• WHAT TO DO: Write the records out again, exactly as they stand below.

• THE RECORDS:
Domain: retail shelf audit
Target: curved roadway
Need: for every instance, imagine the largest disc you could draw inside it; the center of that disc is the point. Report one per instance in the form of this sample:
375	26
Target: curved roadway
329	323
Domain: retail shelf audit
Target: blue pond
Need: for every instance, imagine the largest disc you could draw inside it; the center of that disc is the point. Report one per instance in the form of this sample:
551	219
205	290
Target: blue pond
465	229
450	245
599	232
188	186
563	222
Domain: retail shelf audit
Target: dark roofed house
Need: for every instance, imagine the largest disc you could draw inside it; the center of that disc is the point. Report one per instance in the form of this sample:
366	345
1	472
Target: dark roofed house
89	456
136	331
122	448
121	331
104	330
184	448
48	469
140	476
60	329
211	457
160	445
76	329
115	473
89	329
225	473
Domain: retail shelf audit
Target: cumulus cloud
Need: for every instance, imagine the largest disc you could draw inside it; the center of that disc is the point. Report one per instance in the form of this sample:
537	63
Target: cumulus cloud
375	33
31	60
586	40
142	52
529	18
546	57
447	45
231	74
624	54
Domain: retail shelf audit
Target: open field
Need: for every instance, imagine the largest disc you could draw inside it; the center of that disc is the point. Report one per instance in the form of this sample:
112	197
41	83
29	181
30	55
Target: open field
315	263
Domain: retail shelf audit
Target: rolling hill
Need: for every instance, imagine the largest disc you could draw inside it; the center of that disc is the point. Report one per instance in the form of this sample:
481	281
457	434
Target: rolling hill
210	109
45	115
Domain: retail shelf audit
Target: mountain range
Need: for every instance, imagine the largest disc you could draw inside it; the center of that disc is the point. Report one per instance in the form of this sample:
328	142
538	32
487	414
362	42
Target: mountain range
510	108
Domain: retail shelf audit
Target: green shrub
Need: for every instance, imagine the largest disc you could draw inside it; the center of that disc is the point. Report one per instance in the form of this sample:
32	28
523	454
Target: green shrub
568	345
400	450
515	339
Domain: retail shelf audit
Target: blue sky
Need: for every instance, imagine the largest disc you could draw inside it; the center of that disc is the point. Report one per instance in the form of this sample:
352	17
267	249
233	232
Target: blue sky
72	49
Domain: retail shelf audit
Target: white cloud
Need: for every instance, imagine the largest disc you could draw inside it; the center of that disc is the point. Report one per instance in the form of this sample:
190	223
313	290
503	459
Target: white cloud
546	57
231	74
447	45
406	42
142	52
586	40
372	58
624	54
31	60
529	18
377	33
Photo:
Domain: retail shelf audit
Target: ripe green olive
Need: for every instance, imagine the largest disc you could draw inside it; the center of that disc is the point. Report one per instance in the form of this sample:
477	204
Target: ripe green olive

• OUTPUT BELOW:
Domain: retail shelf audit
Target: curved roadway
Need: for every instance, imagine the largest disc you could draw inside it; the center of that disc is the point. Report one per instance in the form of this sample:
375	26
Target: curved roadway
329	323
Domain: retail shelf audit
Target: blue pond
Need: for every instance, imagine the largest disc you could draw inside it; the center of that disc is the point. Report one per instance in the form of this sample:
551	219
205	290
Target: blue pond
465	229
450	245
599	232
188	186
563	222
Domain: retail shelf audit
Target: dark roofed house
Need: for every instance, imagine the largest disc you could draw inside it; the center of that disc is the point. Report one per instance in the form of this sample:
366	345
1	472
Target: dark roofed house
89	456
136	331
122	448
121	331
104	330
184	448
48	469
140	476
60	329
211	457
160	445
76	329
115	473
89	329
225	473
Domain: retail shelf audit
Target: cumulus cloud
Need: for every instance, imagine the largest disc you could draw inside it; the center of that disc is the point. Report one per instance in the form of this sample:
537	63
Target: cumulus cloud
375	33
31	60
586	40
142	52
529	18
546	57
447	45
231	74
624	54
Domain: retail shelf audit
Target: open field
Need: for every instance, imagine the largest disc you could draw inside it; the center of that disc is the point. Report one per instance in the form of this sample:
112	197
41	83
29	181
30	55
Target: open field
315	263
Domain: retail shelf audit
Target: rolling hill
Need: for every instance, imagine the largest disc you could draw inside it; the center of that disc is the point. Report one per instance in the form of this sample:
481	281
457	434
Target: rolling hill
210	109
45	115
Domain: retail shelf audit
Target: mountain range
Need: for every instance, imagine the largest disc you could draw inside it; the center of that disc is the point. Report one per instance in the form of this sample:
328	142
538	32
487	414
362	42
Target: mountain range
510	108
Domain: retail shelf audit
Target: green shrub
Need: for every instance, imagine the largest disc you could draw inside it; the center of that disc is the point. Report one per instance in the form of this sample:
32	28
523	454
Target: green shrub
568	345
400	450
515	339
Domain: retail shelf audit
Target: blue sky
Need: for every instance, imagine the largest disc you could draw inside it; the center of that disc is the point. Report one per instance in the form of this sample:
352	17
267	249
233	232
Target: blue sky
72	49
Domain: retail shelf audit
Target: white cloud
Need: for every instance, imagine the largest disc you could draw inside it; the center of that disc is the point. Report one per instance in the form of this sample:
190	223
313	290
503	459
Target: white cloud
546	57
231	74
447	45
406	42
142	52
586	40
372	58
624	54
31	60
529	18
377	33
Photo:
Domain: retail shelf audit
Target: ripe green olive
Need: for every instance, imagine the largest disc you could draw inside it; the center of that disc is the point. Report one per instance in the form of this sample:
477	204
Target: ripe green olive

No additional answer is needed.